» YOUR OBJECTIVE:
Reproduce verbatim the passage of the patch review message below that begins with the words "RFR: 8342393: Promote" and ends with "(P-core Xeon Server)".

» PAGE EXTRACT:
"""
RFR: 8342393: Promote commutative vector IR node sharing [v9]
Emanuel Peter
epeter at openjdk.org
Thu Jan 16 13:21:42 UTC 2025
On Thu, 16 Jan 2025 12:01:13 GMT, Jatin Bhateja <jbhateja at openjdk.org> wrote:
>> Patch promotes the sharing of commutative vector IR with the same inputs but different input ordering.
>> Unlike scalar IR where we perform edge swapping by [sorting inputs](https://github.com/openjdk/jdk/blob/master/src/hotspot/share/opto/addnode.cpp#L122) based on node indices during IR idealization, for vector IR we chose a simpler approach to decorate commutative operations with a special node-level flag during IR construction thus
>> obviating any dependency on explicit idealization routines. This flag is later used during GVN hashing to enable node sharing.
>>
>> Following are the performance stats for JMH micro included with the patch.
>>
>>
>> Granite Rapids (P-core Xeon Server)
"""
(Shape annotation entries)
"""
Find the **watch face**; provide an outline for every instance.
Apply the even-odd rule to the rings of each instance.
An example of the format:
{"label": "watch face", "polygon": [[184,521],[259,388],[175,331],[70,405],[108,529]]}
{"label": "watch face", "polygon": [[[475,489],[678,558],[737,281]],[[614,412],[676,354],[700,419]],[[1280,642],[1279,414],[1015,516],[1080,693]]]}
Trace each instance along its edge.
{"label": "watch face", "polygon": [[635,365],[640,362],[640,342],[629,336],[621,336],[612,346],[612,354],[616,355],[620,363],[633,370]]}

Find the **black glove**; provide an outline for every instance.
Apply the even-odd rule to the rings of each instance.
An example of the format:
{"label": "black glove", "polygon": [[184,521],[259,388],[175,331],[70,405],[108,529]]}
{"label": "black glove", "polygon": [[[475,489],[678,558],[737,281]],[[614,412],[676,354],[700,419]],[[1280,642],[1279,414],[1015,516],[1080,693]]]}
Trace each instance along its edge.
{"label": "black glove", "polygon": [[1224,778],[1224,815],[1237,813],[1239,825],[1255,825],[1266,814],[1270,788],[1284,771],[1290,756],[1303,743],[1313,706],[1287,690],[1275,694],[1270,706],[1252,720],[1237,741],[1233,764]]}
"""
» RESULT OF THE EXERCISE:
RFR: 8342393: Promote commutative vector IR node sharing [v9]
Emanuel Peter
epeter at openjdk.org
Thu Jan 16 13:21:42 UTC 2025
On Thu, 16 Jan 2025 12:01:13 GMT, Jatin Bhateja <jbhateja at openjdk.org> wrote:
>> Patch promotes the sharing of commutative vector IR with the same inputs but different input ordering.
>> Unlike scalar IR where we perform edge swapping by [sorting inputs](https://github.com/openjdk/jdk/blob/master/src/hotspot/share/opto/addnode.cpp#L122) based on node indices during IR idealization, for vector IR we chose a simpler approach to decorate commutative operations with a special node-level flag during IR construction thus
>> obviating any dependency on explicit idealization routines. This flag is later used during GVN hashing to enable node sharing.
>>
>> Following are the performance stats for JMH micro included with the patch.
>>
>>
>> Granite Rapids (P-core Xeon Server)